** BEGIN SUPPLIED PASSAGE **

# Dados Table Saw or Router?



## jdscott (May 13, 2012)

Do any of you find a Dado blade for your table saw necessary, or do you, like I use a router for all you dados? I've had a number of people recommend lately that I get a dado blade for my saw, but I've managed for all these years to do all my dados with a router.

My saw is awesome, but I don't want to buy a dado blade that I don't need. I've got to think a router does a smoother job anyway.

Regards,

Jim


----------



## Mike (Nov 22, 2004)

Jim, it really depends on how many dado cuts you will be making. Non stop furniture building a dado saw is a better choice. For most people the router is way less money and set up time.


----------



## jschaben (Jun 21, 2009)

jdscott said:


> Do any of you find a Dado blade for your table saw necessary, or do you, like I use a router for all you dados? I've had a number of people recommend lately that I get a dado blade for my saw, but I've managed for all these years to do all my dados with a router.

** END SUPPLIED PASSAGE **
** BEGIN STORED DATA **

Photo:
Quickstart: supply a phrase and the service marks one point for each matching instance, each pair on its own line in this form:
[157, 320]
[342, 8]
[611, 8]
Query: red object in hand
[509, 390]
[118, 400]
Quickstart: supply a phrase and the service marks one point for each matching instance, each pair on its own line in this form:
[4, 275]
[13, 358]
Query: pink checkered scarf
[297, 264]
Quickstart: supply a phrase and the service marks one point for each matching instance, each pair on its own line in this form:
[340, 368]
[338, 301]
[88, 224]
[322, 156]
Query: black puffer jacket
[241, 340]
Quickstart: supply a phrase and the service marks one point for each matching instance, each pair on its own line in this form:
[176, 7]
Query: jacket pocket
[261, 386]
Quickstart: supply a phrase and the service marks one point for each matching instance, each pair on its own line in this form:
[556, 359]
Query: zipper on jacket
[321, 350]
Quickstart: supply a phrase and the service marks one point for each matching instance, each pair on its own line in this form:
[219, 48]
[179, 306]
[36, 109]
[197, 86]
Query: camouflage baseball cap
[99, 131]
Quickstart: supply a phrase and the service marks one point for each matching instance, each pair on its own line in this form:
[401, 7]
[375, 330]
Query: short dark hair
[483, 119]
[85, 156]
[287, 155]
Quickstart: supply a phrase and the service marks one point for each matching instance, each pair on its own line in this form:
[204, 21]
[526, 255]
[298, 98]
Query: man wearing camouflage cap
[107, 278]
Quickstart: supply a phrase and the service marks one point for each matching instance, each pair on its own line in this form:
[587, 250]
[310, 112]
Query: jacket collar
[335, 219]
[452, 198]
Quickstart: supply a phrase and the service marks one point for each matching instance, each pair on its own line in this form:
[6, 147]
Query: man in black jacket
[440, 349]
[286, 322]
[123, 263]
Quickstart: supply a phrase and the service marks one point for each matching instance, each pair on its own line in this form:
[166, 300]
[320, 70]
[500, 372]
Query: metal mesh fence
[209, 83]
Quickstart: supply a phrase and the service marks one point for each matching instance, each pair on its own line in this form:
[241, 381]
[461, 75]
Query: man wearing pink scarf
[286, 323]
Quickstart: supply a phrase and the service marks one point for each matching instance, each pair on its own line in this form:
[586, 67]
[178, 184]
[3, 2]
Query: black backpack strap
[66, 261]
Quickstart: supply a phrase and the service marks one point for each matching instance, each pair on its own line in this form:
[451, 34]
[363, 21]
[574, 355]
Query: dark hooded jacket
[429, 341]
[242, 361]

** END STORED DATA **

§ **TO-DO LIST**
A. Summarize the forum thread in two sentences.
B. List every line of the data items that contains the string "pink", treating uppercase and lowercase as different.
The forum thread and the data items have no connection to each other.

§ **TASK RESULTS**
A. Jim asks whether a dado blade for his table saw is necessary, since people have recommended one but he has always cut his dados with a router, which he thinks does a smoother job. Mike replies that it depends on how many dado cuts will be made: a dado saw is the better choice for non-stop furniture building, while for most people a router costs far less money and setup time.

B.
Query: pink checkered scarf
Query: man wearing pink scarf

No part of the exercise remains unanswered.